**Task statement**. Take from the listing each line that has the string "foliage".

**Records for the task**.
++++++++++

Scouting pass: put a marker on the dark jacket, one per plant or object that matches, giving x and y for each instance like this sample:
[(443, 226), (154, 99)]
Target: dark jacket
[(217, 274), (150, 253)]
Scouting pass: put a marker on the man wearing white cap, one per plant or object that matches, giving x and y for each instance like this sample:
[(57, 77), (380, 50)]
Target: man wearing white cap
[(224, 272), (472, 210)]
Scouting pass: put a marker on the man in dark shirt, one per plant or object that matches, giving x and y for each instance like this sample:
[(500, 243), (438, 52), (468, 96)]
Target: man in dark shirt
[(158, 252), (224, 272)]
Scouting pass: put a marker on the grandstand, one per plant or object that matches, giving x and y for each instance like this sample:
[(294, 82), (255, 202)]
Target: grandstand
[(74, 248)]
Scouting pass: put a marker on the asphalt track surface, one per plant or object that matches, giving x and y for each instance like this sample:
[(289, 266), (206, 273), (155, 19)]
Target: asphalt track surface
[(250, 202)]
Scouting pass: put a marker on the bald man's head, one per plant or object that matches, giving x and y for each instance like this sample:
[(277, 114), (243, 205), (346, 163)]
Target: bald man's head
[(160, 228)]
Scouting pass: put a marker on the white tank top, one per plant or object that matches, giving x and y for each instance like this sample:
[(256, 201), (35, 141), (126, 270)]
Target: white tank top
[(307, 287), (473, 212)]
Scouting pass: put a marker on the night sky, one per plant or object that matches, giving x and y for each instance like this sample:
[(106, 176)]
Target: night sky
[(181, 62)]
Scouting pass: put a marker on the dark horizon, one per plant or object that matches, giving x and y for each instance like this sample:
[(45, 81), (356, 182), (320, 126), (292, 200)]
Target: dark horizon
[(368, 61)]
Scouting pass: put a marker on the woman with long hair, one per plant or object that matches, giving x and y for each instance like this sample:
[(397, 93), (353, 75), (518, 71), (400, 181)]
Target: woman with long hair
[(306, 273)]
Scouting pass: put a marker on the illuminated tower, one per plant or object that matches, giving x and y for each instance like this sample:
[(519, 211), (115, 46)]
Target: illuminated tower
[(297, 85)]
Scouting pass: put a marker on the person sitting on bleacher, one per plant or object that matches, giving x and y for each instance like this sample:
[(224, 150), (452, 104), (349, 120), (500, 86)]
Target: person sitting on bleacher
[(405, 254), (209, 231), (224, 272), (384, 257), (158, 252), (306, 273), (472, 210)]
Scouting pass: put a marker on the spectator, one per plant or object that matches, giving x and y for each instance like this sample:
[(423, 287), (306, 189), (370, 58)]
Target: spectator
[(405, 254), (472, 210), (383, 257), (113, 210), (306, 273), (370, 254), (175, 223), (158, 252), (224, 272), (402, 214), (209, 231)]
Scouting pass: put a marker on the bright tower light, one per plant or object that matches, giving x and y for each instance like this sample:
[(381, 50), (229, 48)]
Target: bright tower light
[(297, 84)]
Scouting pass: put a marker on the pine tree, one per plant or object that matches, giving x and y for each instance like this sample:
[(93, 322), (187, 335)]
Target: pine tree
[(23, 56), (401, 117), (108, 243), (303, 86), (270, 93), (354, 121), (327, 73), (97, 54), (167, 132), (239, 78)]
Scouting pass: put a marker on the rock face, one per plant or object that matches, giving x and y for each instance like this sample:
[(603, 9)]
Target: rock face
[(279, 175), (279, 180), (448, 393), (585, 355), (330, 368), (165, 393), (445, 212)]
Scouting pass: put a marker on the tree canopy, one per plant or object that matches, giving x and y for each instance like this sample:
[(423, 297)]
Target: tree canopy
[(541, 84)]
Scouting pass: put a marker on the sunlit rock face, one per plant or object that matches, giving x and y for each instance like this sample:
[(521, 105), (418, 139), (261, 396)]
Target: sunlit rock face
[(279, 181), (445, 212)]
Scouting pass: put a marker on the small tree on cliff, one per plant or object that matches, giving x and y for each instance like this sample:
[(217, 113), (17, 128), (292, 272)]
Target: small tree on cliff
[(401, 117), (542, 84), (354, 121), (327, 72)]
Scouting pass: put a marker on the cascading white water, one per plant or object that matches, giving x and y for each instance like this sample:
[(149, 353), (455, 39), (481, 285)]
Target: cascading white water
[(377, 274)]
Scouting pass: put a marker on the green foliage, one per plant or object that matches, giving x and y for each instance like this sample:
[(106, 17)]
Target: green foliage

++++++++++

**Answer for this exercise**.
Scouting pass: put a marker on the green foliage, one per plant or object that matches, giving x and y for each instance like this sample:
Target: green foliage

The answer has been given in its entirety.